ARTICLE →
Bucarest/Chisinau : une relation privilégiée
Corina Cristea, 03.12.2021, 15:16
30 années après sa
déclaration d’indépendance, la République de Moldova (ex-soviétique,
majoritairement roumanophone) semble toujours à la recherche d’un meilleur avenir
pour ses citoyens. Un peuple qui rétrécit d’année en année, car beaucoup choisissent
de quitter le pays, pour chercher une vie meilleure en Occident. C’est sans
doute la triste conséquence de la politique menée au fil du temps par les
décideurs politiques de Chisinau.
L’espoir des lendemains qui chantent a
cependant été ravivé avec l’arrivée au pouvoir de Maia Sandu, cette jeune
présidente réformiste et pro-européenne, qui semble déterminée à moderniser
l’État moldave et ses institutions. Mieux encore, aux dernières législatives l’on
avait assisté à l’arrivée au pouvoir des alliés de Maia Sandu, qui peut
désormais compter sur un parlement où ses alliés disposent d’une majorité
solide, prête à soutenir l’appétit réformiste de la présidente. Quant à
Bucarest, son soutien semble à la fois enthousiaste et inconditionnel. Invité sur
la première chaîne de la télévision publique roumaine, le ministre roumain des
affaires étrangères, Bogdan Aurescu, a rappelé sa présence dès le 23 juillet à
Chişinău, étant de la sorte le premier chef d’une diplomatie européenne présent
dans la capitale moldave, l’occasion de relancer la coopération avec la Moldova,
qui avait été mise en veilleuse durant tout un temps. L’occasion aussi pour
Bogdan Aurescu d’affirmer, je cite : « Tout ce que nous avons accompli
cette année, et, si mes souvenirs sont bons, je crois que le premier chef
d’État à s’être rendu en République de Moldova tout de suite après la victoire
de Maia Sandu a justement été le président de la Roumanie, M. Klaus Iohannis, donc
tout ce que nous avons fait cette année, c’était d’essayer de soutenir cet
effort de réforme, après les élections anticipées qui ont porté au pouvoir
cette nouvelle majorité pro-réformiste et pro-européenne.»

CONSIGNE ÉCRITE A → Selon l'article sur la relation entre Bucarest et Chisinau, à quelle date Bogdan Aurescu s'est-il rendu à Chişinău ?
CONSIGNE ÉCRITE B → Reprenez l'article sur la relation entre Bucarest et Chisinau à la suite de sa dernière phrase.

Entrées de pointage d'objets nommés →
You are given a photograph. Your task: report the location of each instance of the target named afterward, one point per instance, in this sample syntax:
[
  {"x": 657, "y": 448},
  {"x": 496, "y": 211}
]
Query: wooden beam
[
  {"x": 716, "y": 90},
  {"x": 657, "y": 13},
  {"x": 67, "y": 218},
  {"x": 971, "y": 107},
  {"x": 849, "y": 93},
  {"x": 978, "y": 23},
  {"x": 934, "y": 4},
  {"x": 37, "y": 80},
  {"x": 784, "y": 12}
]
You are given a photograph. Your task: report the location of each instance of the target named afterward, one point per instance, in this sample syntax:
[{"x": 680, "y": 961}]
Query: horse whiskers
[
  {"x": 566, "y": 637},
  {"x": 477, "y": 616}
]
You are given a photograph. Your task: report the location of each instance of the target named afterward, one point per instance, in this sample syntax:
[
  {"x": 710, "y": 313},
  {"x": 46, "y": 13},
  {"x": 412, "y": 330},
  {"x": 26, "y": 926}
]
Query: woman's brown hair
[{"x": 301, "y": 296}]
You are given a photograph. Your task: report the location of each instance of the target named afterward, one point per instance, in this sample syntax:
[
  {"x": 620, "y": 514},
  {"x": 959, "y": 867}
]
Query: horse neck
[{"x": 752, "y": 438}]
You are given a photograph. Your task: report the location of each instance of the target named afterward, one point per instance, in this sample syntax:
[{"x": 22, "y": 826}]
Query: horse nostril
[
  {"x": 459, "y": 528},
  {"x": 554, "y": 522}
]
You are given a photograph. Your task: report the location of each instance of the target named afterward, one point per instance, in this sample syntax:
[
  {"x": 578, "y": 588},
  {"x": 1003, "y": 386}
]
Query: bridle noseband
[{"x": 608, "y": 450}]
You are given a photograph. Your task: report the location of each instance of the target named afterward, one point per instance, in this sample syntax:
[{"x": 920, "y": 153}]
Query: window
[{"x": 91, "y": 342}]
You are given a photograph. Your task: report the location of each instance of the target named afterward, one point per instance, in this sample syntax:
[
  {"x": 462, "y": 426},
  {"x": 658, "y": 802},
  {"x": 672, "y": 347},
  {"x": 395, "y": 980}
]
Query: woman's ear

RÉSULTAT A → Le 23 juillet.

RÉSULTAT B →
L’on peut en effet affirmer être
arrivé à un point où les priorités de nos agendas respectifs se rejoignent, et
où les actes posés par la classe politique moldave semblent résonner avec les
attentes de son électorat, comme le constate sur Radio Roumanie le commentateur
politique Vlad Turcanu, ancien conseiller présidentiel à Chisinau. « Les autorités de Chisinau
ont commencé dès l’installation, cet automne, du nouveau gouvernement issu des
élections anticipées du 11 juillet passé, à mettre en oeuvre de vastes chantiers,
dans pratiquement tous les domaines. Et les autorités moldaves ne sont pas
dupes, elles savent bien qu’en l’absence de l’aide que peuvent leur fournir des
Etats amis, tels la Roumanie, leur tâche serait encore plus difficile. Prenez,
par exemple, la crise du gaz, à laquelle l’on peut dire que l’on a trouvé une
issue favorable, même s’il en reste certaines réminiscences. Mais au plus fort
de la crise, durant ces jours d’incertitude, les signaux de soutien envoyés par
Bucarest et par d’autres capitales européennes ont fait la différence. Et de
mon point de vue, ce n’est pas une mince affaire de savoir qu’en cas de force
majeure, vous avez la possibilité de se faire livrer en catastrophe du gaz en
provenance de Roumanie, via un gazoduc qui a été construit grâce à une
contribution significative de la Roumanie. Certes, la République de Moldova est
en proie à différentes menaces, qu’il s’agisse de son système énergétique, de
son système d’informations, de son système de sécurité, et il faut se douter
que ces points sensibles peuvent être spéculés par ses ennemis. Or, ces menaces
sont bien présentes, et le savoir-faire roumain dans ces domaines, et dans
d’autres domaines encore, lui sera indispensable, le moment venu, pour que la
république de Moldova réussisse à prendre son virage et achever les réformes amorcées.
»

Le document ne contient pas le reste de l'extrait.